Extract to read:
========

Sunday, September 23. Escape from Rosa and her mincing farewell to us, scout out a nearby café for tea and tostas, headed for Arcade. We have mapped out our route, cutting some of the stages in half because of their length or difficulty, and choosing one more town in which to spend a second night. This time it’s Ponte Vedra, for tomorrow night and the next. If our plan works and I don’t fall down or otherwise crash, the timing for reaching Santiago is just what I thought it would be. Saturday, September 29, arrival at the Seminario Major, aka San Martin Pinario Hospidaleria. My favorite converted Seminary, elegant but simple, friendly, and right across from the northeast entrance to the Cathedral. Good plan. Only a plan, though.
The track today, now that I’m completely off the coastal way, is very hilly, but a shorter day and quite manageable. My thoughts float, as they always do, though I find I’m more anchored to my life back home than I typically am while on Caminos. Business to take care of no matter what, and these are not things my daughter can do for me, as she usually does during these times in Spain.
A new type of ad is popping up on my Facebook and Tiny Beans sites . . . advertising funerals, asking, “Do you have your funeral plan in place?” Not just one pop-up of this sort. Continuous funeral plan ads. Is that a hint?
While I am on the trail today, though, I am musing in that direction . . . thirty years with Neil and no sign of any real deterioration for either of us, but for the usual aging, lines, creaky joints more evident. But I watch people around me, not so much on this trail, but in the towns, moreso than I can or do in my daily life, and see dowager’s humps, limps, a crutch or wheel chair, vacant looks of those whose aging is catching up with their brains, etc. Some couples still hold hands, others act as though they wish they had never met . . .
And I wonder . . . how will we end? Neil and I. Of course, I would choose to be fairly healthy until I crash, but everyone hopes for that, and it doesn’t always happen. Protracted illnesses or deterioration, or just a heart attack in one’s sleep . . . none of those is optimal.
So often I reminisce, either with photos or in my mind or listening to an old Al Jarreau tune, about our former young and vibrant selves, beginning as a couple, so actively and passionately in love,and look at old people passing me, wondering, “What did THEY look like when they were young and newly in love?” And I can see them now, 30 or 40 or 50 years later, often feeble. But while I can imagine in detail how Neil and I were years ago, I can’t picture us in 10 or 15 years, but for a scene that is pretty much like we are now, only more wrinkled. I don’t picture me helping Neil with his walker, or him with his hands gripping my wheel chair, though intellectually I don’t kid myself about the absence or presence of those future possibilities.
What dreary thoughts to have while walking a lovely countryside. I even listen to a recording of a few poems Neil used to recite to my answering machine, but it doesn’t give me more energy for walking as it used to do. Still the dreamy voice, reciting love poems but I’m in a different space in my thoughts now.The music I put together years ago to be used someday for my memorial party does cheer me up and put bounce in my steps. I don’t understand that. Walk on, Joannah.
I have secured a decent hotel with a balcony, in Arcade, again near water, but a river this time, and once I have arrived, I see Ria, always the energizer bunny, waving to me from the balcony like Evita or Juliet.

========

[Point-based annotation data]

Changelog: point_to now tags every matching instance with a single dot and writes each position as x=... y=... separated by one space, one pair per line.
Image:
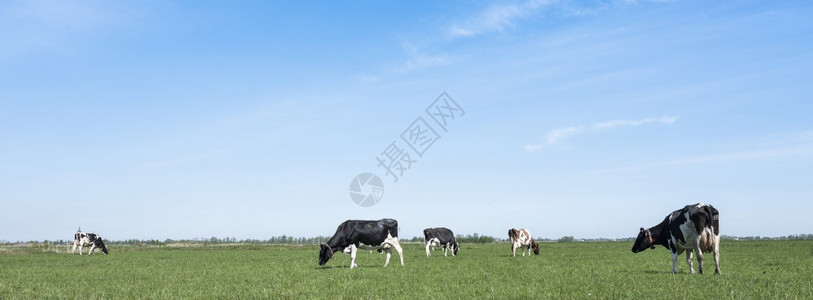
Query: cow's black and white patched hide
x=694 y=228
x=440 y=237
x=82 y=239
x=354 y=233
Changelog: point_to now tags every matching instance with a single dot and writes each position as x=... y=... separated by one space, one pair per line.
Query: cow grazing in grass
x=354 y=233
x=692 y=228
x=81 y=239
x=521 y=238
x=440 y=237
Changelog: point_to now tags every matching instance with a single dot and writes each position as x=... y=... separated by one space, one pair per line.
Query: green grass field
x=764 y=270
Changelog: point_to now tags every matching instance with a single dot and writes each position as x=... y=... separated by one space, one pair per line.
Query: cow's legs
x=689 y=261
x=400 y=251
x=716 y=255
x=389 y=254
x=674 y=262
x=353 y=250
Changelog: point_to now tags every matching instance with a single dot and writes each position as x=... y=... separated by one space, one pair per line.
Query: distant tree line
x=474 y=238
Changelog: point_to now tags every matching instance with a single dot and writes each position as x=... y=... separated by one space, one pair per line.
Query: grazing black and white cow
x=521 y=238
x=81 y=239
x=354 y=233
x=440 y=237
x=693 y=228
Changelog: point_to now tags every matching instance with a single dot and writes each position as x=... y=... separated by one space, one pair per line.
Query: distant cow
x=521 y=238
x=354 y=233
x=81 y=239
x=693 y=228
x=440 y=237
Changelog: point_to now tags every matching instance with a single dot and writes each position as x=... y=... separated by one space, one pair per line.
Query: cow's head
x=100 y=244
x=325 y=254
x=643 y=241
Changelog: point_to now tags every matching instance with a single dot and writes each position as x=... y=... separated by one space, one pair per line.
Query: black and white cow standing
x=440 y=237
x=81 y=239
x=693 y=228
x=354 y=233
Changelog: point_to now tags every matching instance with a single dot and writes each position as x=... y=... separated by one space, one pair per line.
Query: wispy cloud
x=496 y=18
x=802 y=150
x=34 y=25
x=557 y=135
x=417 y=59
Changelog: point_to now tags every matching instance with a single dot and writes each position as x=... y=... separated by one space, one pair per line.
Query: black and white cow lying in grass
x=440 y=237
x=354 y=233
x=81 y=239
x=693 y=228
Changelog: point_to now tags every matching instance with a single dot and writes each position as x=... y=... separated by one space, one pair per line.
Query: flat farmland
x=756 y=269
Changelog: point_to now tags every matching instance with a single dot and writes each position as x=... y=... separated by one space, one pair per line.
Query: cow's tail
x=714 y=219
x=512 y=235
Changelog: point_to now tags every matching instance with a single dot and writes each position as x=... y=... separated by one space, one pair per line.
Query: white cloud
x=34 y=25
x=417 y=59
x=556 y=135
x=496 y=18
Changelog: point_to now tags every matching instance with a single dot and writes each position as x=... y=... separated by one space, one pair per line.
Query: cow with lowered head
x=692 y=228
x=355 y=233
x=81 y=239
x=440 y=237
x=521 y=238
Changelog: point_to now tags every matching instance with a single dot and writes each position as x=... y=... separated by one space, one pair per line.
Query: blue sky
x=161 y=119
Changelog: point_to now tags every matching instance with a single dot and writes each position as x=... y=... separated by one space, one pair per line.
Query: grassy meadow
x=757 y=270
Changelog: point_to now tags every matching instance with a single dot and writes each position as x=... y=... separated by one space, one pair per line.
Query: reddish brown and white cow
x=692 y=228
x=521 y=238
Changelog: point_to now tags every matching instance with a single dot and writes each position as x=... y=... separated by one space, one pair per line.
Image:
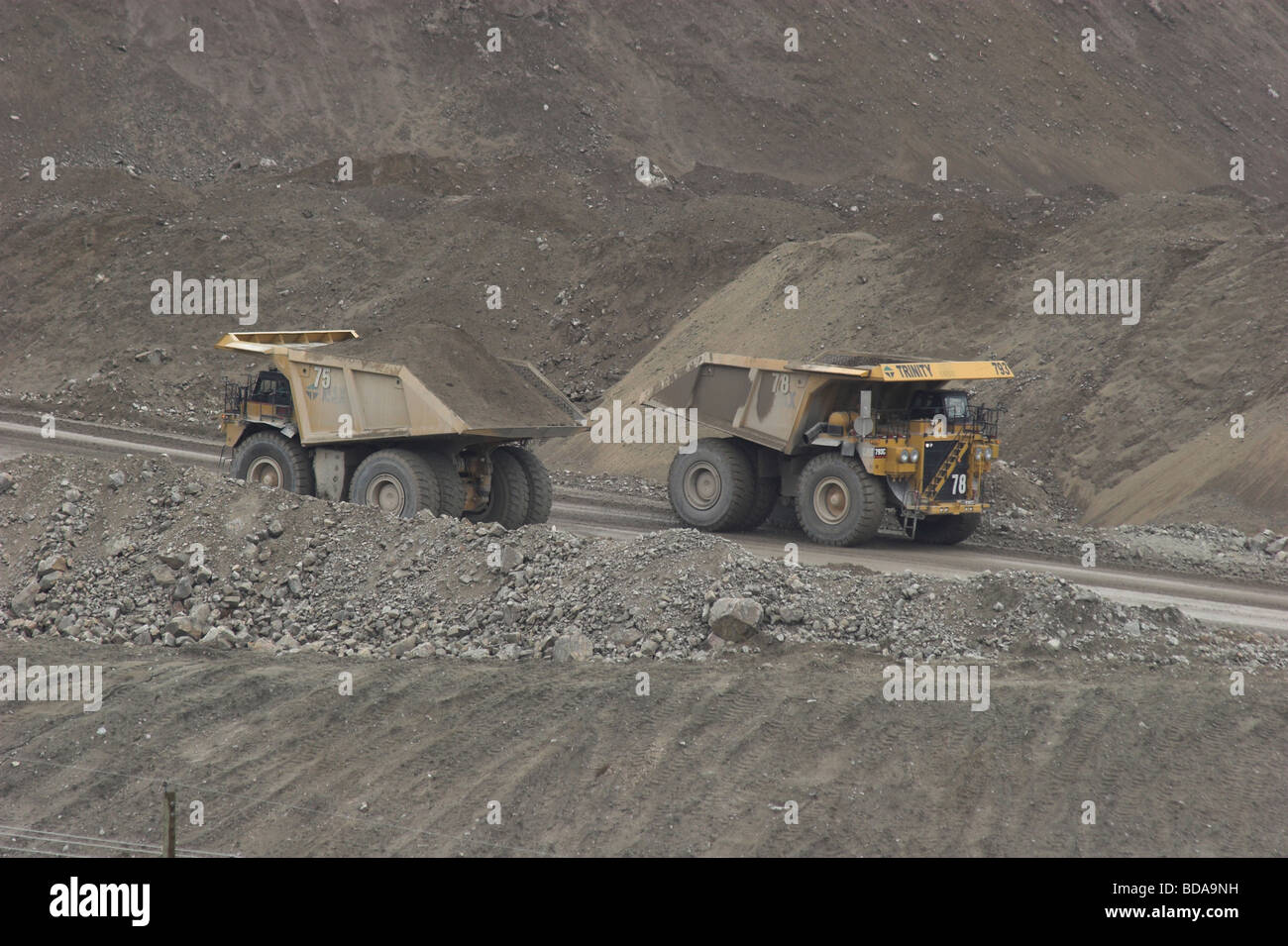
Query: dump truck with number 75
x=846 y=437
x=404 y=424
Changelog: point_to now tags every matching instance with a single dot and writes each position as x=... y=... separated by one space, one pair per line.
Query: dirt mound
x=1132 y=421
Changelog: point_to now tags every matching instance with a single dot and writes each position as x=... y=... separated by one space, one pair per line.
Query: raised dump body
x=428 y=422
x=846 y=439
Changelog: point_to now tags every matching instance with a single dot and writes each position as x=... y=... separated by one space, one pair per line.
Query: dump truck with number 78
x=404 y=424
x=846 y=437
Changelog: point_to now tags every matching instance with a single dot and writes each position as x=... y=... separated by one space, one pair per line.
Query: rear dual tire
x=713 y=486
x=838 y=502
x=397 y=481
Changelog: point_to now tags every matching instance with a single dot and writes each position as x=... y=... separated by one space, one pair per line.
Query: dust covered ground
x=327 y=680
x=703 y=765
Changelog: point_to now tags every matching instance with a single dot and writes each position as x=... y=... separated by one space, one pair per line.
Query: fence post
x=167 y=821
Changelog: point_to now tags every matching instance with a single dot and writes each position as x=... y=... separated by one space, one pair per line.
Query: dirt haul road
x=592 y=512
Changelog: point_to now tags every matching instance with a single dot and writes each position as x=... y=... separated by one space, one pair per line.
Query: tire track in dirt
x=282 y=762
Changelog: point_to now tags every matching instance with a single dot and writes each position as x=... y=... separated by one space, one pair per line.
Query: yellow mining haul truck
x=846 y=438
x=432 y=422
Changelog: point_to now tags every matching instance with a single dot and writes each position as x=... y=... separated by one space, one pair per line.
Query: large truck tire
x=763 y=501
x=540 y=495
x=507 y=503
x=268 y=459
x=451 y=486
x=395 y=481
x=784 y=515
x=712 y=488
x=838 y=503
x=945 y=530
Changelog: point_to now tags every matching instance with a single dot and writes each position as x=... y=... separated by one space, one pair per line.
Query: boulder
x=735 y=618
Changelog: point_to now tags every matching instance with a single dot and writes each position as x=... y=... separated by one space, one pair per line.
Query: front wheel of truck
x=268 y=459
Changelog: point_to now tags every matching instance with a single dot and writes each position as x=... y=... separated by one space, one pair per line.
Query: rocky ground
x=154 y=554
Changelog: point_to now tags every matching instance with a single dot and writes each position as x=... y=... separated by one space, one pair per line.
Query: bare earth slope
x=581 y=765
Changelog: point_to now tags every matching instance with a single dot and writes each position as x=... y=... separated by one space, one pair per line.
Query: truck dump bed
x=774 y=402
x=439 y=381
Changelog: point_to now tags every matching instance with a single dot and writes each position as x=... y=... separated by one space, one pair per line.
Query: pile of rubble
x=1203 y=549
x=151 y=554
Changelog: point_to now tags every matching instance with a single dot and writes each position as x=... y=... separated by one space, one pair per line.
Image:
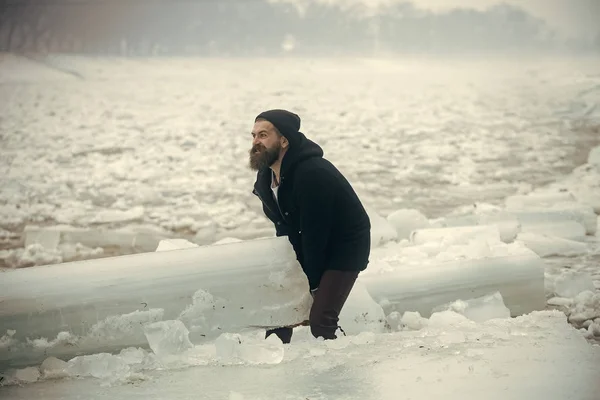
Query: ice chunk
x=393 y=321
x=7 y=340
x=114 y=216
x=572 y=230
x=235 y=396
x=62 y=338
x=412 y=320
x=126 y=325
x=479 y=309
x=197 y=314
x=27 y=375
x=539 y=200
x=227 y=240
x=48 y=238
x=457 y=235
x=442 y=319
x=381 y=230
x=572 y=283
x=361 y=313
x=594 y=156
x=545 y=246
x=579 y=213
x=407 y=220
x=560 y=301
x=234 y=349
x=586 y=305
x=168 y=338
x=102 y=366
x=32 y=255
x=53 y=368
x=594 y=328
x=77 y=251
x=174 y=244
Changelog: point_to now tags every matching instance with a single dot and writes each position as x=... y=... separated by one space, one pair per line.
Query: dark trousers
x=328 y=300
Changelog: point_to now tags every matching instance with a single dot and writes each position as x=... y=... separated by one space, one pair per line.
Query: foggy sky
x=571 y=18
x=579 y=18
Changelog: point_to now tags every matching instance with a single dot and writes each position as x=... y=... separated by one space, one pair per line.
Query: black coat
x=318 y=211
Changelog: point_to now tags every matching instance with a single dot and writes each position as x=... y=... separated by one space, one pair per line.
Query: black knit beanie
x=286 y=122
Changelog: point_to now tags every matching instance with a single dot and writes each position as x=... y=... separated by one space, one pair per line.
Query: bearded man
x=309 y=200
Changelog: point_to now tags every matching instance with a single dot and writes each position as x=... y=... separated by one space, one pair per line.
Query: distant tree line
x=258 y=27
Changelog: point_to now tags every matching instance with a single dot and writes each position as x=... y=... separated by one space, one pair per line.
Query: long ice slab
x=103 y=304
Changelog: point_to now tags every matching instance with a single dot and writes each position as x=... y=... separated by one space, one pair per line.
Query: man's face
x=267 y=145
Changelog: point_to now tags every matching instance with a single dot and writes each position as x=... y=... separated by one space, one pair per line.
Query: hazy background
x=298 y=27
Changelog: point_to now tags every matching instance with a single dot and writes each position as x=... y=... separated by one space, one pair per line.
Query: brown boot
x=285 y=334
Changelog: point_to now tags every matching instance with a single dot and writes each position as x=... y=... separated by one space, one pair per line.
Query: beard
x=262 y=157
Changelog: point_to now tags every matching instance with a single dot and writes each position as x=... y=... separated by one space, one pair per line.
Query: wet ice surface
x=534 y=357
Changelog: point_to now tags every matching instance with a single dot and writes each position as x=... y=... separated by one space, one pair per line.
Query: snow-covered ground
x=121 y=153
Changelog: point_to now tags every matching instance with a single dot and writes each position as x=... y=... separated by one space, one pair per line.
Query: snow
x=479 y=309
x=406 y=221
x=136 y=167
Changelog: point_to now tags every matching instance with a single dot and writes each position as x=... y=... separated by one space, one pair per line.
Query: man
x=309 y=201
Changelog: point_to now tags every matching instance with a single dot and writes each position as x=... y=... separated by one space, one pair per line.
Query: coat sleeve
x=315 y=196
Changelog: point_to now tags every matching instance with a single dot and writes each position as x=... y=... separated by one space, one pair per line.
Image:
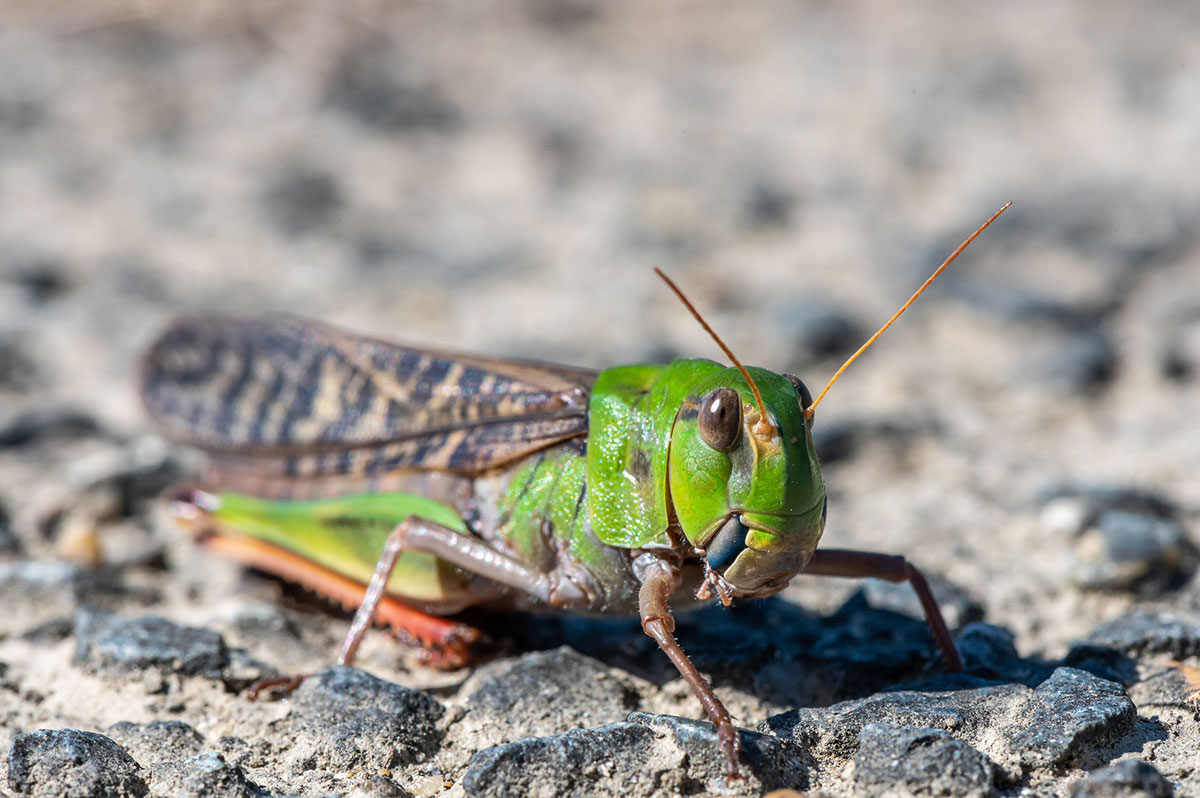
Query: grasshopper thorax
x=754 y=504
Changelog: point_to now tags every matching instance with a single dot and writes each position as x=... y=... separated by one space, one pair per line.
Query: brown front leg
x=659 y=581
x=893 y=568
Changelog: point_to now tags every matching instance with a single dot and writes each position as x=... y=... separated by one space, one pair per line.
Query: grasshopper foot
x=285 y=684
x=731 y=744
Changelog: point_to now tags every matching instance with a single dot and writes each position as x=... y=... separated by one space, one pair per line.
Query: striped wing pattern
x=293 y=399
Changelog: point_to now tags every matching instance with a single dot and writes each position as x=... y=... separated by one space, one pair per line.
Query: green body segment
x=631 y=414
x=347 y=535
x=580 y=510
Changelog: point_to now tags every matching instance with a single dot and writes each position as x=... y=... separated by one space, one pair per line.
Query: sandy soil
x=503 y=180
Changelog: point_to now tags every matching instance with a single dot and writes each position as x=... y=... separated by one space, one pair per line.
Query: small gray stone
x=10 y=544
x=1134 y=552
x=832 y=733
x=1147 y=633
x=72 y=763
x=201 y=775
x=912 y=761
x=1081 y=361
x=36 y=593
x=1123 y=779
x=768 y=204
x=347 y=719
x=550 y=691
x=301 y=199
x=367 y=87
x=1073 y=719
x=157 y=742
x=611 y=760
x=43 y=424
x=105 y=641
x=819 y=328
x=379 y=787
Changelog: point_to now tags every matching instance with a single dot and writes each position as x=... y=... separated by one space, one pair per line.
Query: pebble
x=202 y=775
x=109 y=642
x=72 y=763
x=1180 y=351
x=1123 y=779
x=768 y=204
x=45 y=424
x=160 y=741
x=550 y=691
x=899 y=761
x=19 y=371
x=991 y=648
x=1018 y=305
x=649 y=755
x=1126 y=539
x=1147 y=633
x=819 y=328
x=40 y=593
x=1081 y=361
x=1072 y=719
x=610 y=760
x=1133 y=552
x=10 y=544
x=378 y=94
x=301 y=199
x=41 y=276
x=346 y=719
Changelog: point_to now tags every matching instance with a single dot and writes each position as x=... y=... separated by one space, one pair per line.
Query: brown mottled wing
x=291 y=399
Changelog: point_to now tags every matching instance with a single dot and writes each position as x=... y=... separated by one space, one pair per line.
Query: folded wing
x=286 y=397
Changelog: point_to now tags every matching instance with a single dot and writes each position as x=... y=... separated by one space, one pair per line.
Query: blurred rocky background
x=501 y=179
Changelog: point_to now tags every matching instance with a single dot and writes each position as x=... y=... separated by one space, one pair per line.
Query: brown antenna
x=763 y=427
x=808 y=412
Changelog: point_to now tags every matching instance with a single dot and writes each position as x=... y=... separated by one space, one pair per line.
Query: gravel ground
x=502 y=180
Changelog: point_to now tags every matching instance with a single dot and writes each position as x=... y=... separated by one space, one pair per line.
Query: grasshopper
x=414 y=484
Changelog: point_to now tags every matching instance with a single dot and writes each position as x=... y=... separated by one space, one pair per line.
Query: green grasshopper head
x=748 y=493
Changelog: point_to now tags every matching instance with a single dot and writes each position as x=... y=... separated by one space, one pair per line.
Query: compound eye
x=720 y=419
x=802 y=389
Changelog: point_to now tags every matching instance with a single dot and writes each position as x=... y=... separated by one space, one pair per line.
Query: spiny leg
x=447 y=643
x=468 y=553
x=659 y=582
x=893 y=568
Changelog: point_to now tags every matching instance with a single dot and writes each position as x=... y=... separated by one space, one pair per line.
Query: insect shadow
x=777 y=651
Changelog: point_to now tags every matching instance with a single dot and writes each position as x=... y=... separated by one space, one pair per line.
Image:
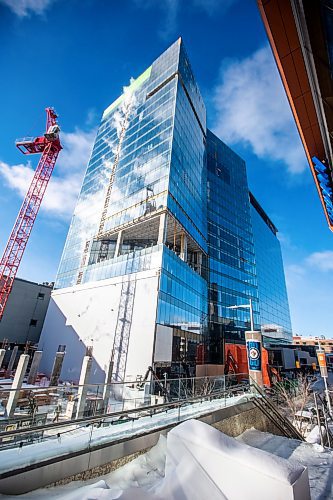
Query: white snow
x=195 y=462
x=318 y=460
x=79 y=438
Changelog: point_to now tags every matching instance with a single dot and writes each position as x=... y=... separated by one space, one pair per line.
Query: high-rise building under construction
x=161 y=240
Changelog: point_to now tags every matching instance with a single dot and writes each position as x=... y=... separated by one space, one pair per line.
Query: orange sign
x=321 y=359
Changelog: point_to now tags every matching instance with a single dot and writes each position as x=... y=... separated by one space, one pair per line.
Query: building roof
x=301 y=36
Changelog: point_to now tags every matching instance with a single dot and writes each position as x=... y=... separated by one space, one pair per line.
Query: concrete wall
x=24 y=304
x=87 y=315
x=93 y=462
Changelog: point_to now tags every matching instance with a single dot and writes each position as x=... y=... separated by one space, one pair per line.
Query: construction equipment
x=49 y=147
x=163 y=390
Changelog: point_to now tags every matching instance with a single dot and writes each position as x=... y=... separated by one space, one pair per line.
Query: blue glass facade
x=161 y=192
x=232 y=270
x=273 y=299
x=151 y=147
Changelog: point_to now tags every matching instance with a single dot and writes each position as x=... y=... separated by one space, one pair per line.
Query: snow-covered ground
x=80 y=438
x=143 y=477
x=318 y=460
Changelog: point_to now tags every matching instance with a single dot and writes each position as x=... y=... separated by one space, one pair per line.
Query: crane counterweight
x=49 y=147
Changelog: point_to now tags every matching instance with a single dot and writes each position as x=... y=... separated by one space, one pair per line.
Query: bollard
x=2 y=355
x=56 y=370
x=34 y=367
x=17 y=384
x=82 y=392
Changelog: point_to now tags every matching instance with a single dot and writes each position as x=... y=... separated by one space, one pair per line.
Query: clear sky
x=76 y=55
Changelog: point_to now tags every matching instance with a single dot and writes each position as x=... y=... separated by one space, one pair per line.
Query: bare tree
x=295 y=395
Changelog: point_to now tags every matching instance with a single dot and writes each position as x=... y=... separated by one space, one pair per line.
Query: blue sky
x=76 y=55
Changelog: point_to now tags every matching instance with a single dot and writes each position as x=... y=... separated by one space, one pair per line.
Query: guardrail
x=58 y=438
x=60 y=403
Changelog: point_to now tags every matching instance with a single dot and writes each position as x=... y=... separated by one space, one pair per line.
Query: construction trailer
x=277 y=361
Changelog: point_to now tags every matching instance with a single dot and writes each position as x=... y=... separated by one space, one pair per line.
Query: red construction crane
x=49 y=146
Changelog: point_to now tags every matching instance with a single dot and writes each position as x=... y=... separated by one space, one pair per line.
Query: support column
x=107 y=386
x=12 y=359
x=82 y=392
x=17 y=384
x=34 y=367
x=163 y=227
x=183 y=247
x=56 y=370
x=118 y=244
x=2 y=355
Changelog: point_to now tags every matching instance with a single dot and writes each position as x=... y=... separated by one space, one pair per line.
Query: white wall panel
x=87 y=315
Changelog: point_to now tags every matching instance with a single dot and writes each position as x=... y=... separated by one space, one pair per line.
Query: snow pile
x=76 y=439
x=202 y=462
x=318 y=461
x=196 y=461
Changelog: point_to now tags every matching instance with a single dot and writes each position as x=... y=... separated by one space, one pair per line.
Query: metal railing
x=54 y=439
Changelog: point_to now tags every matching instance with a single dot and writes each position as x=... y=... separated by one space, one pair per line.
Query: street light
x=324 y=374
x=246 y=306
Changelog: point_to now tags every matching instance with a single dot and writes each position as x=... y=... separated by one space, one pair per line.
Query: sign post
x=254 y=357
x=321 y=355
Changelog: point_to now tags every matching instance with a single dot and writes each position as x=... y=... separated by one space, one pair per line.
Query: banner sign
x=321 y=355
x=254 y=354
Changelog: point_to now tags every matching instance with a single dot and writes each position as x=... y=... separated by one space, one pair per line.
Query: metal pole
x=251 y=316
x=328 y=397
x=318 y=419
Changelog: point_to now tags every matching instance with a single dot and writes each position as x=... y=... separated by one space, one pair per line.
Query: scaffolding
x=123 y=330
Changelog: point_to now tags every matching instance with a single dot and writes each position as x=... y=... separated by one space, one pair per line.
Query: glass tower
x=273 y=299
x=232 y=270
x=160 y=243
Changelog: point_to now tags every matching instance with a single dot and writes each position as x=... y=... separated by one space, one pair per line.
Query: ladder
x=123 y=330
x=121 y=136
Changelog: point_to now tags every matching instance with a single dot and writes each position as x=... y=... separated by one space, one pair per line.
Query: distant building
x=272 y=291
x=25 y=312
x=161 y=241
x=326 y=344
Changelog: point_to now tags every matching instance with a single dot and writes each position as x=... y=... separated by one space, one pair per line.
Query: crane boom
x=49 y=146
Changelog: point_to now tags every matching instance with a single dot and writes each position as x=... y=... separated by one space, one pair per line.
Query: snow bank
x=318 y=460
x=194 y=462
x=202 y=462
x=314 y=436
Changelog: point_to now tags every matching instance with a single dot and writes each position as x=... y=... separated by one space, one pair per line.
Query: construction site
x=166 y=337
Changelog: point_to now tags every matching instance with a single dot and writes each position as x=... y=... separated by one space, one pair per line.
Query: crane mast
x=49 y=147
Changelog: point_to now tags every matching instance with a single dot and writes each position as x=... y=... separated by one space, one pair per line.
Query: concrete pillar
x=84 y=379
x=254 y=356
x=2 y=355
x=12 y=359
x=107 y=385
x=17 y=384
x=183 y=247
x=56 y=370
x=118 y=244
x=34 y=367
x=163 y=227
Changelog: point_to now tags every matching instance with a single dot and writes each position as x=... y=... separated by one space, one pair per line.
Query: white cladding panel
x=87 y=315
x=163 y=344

========

Your objective: In two sentences, summarize the journal entry that comes before the listing.

Answer to this problem: On Sunday, September 23, the writer leaves Rosa, stops at a café for tea and tostas, and walks a hilly but manageable stage to Arcade, following a plan to reach Santiago on Saturday, September 29. Along the way the writer muses about aging and how life with Neil will end, finds that music put together for a future memorial party brings bounce to the walk, and arrives at a hotel with a balcony where Ria is waving.